**Rows from a pointing dataset:**
+--

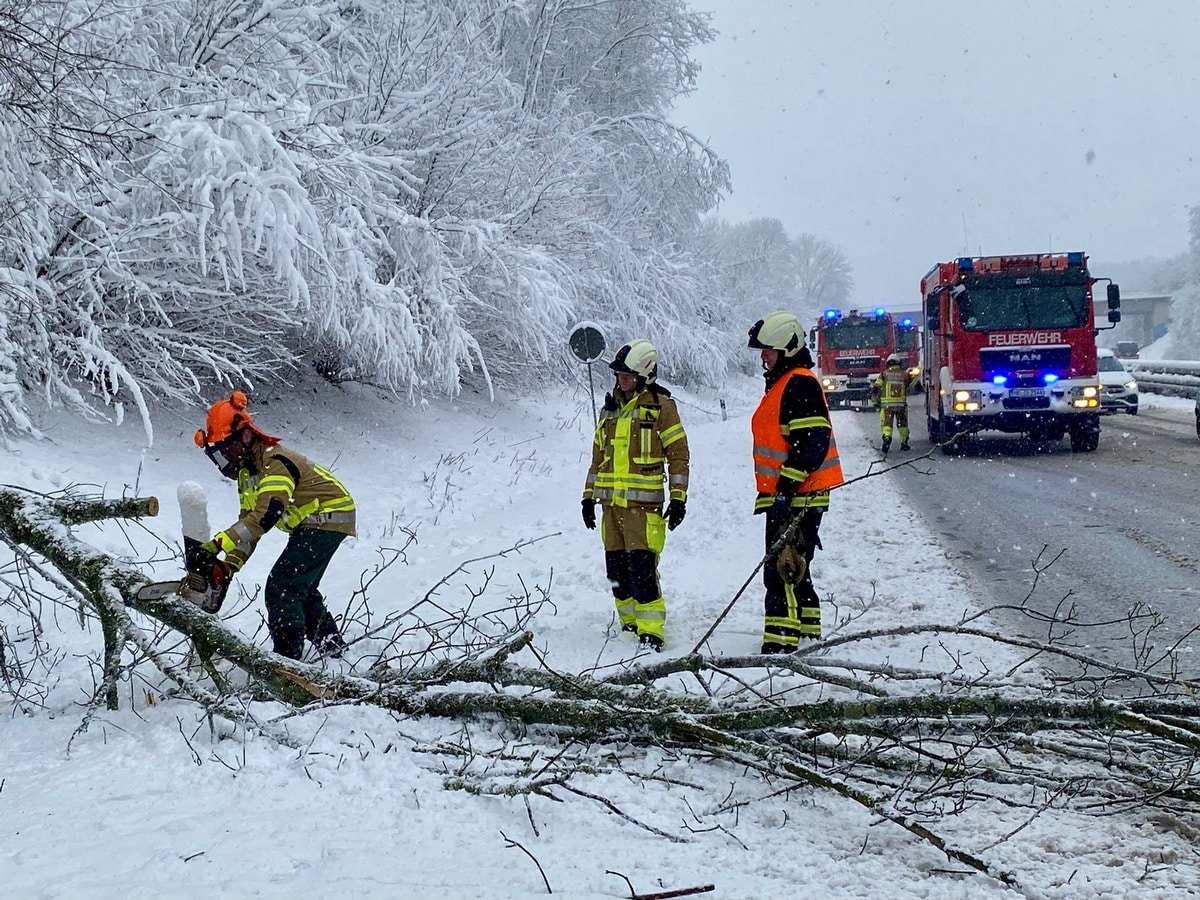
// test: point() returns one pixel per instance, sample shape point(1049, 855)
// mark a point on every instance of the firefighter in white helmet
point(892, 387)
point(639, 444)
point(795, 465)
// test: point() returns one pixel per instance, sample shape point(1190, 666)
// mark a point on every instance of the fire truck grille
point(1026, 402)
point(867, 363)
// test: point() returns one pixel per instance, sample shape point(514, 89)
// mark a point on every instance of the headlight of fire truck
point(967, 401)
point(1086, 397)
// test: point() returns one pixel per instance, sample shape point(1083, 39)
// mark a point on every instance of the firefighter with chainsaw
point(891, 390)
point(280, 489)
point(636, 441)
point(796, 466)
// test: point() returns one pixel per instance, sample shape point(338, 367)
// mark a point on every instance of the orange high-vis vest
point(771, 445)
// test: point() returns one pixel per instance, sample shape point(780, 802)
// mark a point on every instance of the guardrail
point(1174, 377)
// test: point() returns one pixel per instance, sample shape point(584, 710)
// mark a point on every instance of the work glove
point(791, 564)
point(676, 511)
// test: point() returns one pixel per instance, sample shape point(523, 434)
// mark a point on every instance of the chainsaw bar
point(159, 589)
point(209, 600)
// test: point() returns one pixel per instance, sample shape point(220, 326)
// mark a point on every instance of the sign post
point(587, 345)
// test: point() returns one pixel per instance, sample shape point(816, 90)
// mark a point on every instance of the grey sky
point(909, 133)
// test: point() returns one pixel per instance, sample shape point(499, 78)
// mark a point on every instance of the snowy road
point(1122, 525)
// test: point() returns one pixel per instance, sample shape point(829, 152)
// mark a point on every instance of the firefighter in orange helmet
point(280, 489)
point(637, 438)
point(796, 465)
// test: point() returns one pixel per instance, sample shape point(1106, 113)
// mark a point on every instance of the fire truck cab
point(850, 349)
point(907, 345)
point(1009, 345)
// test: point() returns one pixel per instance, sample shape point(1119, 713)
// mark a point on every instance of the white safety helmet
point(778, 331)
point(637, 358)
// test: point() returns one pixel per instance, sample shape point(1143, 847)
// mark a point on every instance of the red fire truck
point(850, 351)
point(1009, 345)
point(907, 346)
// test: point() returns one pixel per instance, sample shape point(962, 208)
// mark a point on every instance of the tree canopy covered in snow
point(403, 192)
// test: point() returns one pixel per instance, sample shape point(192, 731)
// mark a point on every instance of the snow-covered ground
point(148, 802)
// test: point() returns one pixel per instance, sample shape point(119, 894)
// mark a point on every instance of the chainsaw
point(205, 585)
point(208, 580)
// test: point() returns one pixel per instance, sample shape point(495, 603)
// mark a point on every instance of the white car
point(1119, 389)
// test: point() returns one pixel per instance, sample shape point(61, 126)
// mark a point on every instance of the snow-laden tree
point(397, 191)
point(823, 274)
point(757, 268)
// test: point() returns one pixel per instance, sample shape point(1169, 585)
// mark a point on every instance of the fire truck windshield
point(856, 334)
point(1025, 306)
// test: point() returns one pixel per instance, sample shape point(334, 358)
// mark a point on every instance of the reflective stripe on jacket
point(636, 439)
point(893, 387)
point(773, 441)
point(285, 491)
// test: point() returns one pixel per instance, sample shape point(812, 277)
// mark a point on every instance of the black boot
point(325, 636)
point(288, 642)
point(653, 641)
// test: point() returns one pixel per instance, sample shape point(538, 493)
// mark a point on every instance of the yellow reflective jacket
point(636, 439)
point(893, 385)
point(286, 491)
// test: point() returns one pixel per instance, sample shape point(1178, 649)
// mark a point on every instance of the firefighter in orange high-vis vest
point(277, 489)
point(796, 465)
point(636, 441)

+--

**Exercise brief:** Copy every one of the records above word for word, omitting the pictures.

**Response to the task:**
// test: point() returns one pixel per instance, sample shape point(1049, 855)
// mark a point on every instance of the firefighter in white helmet
point(892, 387)
point(639, 444)
point(795, 465)
// test: point() returns one pixel per instance, sample shape point(1190, 666)
// mark a point on every instance of the fire truck grille
point(1026, 402)
point(867, 363)
// test: point() returns one pixel per instance, sample shape point(514, 89)
// mark a point on every instance of the headlight of fire truck
point(967, 401)
point(1086, 397)
// test: point() returns one pixel per instance, sample shape point(1083, 39)
// mark a point on every instance of the firefighter with chainsaw
point(891, 390)
point(280, 489)
point(636, 441)
point(796, 466)
// test: point() returns one pixel per instance, sample shape point(338, 367)
// mark a point on every instance of the orange high-vis vest
point(771, 445)
// test: point() returns one pixel per instance, sample shape point(780, 802)
// mark a point on every instance of the guardrail
point(1174, 377)
// test: point() returns one pixel per instance, sample shape point(584, 710)
// mark a point on every instance of the work glove
point(791, 564)
point(676, 511)
// test: point() returns one pixel per instance, sample shape point(523, 434)
// mark a point on every instance of the chainsaw bar
point(159, 589)
point(209, 600)
// test: point() returns one pixel per instance, sample shape point(220, 326)
// mark a point on every instance of the sign post
point(587, 345)
// test: point() returns one pixel per instance, sample shape point(816, 90)
// mark a point on every instance of the grey sky
point(909, 133)
// test: point() returns one pixel per instance, sample shape point(499, 78)
// mark a point on every instance of the snowy road
point(1122, 525)
// test: point() returns one pixel per instance, sample shape point(829, 152)
// mark a point on every instance of the firefighter in orange helmet
point(280, 489)
point(637, 438)
point(796, 465)
// test: point() returns one pixel per instance, sample shape point(1106, 113)
// mark a point on every instance of the fire truck cab
point(850, 349)
point(907, 345)
point(1009, 345)
// test: point() returns one pixel per instance, sample shape point(1119, 713)
// mark a point on every instance of the white safety helmet
point(778, 331)
point(637, 358)
// test: point() returns one pixel per instance, sample shape point(1143, 847)
// mark a point on every instance of the red fire truck
point(850, 351)
point(1009, 345)
point(907, 346)
// test: point() returns one pixel per instance, sample shape point(962, 208)
// mark a point on every instance of the tree canopy covered in snow
point(403, 192)
// test: point() returns one pixel per instance, sample shape point(192, 731)
// mark a point on every instance of the snow-covered ground
point(148, 802)
// test: point() returns one pixel per instance, sample shape point(119, 894)
// mark a point on every instance of the chainsaw
point(205, 585)
point(208, 580)
// test: point() returns one pixel per instance, sample shape point(495, 603)
// mark a point on every instance of the white car
point(1119, 389)
// test: point() returns one pixel per instance, sample shape point(61, 126)
// mark a point on every instance of the snow-laden tree
point(397, 191)
point(823, 274)
point(757, 268)
// test: point() returns one pixel per instance, sample shape point(1169, 585)
// mark a point on every instance of the fire truck windshield
point(856, 334)
point(1025, 306)
// test: point() returns one pixel per instance, sample shape point(334, 358)
// mark a point on every instance of the reflective stripe on jacket
point(636, 439)
point(893, 387)
point(773, 441)
point(285, 491)
// test: point() returns one pixel per instance, sample shape point(812, 277)
// mark a point on every instance of the black boot
point(325, 636)
point(288, 642)
point(653, 641)
// test: point() returns one pixel per instance, sample shape point(538, 493)
// mark a point on every instance of the yellow reflective jacket
point(636, 439)
point(893, 385)
point(286, 491)
// test: point() returns one pixel per instance, sample shape point(1178, 649)
// mark a point on every instance of the firefighter in orange high-vis vest
point(277, 489)
point(796, 465)
point(636, 441)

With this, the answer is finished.